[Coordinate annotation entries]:
#####
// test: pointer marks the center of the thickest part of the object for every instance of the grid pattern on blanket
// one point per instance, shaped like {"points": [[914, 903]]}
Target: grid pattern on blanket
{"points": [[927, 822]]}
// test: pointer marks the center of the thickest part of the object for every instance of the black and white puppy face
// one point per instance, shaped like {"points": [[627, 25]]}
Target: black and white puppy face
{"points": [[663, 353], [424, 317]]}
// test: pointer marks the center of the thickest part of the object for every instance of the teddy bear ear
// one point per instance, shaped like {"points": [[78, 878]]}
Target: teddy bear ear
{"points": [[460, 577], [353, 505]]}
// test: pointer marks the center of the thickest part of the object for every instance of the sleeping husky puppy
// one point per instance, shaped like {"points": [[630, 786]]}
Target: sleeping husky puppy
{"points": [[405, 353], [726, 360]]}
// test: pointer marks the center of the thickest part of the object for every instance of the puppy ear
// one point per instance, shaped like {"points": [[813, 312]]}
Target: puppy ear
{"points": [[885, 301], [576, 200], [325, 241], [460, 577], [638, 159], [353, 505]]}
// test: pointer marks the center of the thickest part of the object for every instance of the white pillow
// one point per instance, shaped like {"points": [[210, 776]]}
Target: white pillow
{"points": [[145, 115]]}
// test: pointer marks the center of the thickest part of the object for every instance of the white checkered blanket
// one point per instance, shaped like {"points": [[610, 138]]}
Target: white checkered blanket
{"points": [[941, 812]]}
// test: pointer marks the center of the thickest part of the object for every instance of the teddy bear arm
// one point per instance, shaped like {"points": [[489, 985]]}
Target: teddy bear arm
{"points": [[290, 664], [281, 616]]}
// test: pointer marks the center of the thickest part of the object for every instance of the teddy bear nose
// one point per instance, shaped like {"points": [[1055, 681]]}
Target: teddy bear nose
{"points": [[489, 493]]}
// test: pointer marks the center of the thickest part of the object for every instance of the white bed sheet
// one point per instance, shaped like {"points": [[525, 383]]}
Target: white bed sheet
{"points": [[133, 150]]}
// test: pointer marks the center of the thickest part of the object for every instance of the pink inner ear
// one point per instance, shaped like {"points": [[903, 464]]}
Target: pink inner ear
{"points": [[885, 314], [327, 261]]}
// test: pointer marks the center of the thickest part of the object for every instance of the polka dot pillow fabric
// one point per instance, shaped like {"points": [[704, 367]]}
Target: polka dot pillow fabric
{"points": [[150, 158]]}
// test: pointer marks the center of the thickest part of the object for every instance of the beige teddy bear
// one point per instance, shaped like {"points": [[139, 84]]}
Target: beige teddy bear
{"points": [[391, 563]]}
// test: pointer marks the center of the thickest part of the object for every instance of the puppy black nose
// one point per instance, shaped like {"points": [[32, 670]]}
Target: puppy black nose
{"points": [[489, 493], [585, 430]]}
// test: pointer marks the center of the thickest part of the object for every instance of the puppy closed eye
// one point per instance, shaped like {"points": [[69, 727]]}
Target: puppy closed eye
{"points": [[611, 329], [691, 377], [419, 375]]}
#####
[WORK TO COMPLETE]: Rewrite everything from the line containing "the beige teddy bear" down to the end of the records, changing each "puppy" to "dog" and leaving all else unchanged.

[WRITTEN ANSWER]:
// test: pointer marks the center of the thickest part of the object for every instance of the beige teddy bear
// one point per instance, shaped like {"points": [[139, 84]]}
Target: beige teddy bear
{"points": [[391, 563]]}
// test: pointer marks the center of the thickest part of the object for every instance of the dog black nose
// one point per instance, shaped like {"points": [[32, 670]]}
Target: dog black nose
{"points": [[489, 493], [585, 430]]}
// test: pointer marks the center of the thickest part of the object for every instance of the dog closed eye
// one point per instance, shaped like {"points": [[69, 727]]}
Target: dog closed eye
{"points": [[611, 329], [691, 377], [419, 375]]}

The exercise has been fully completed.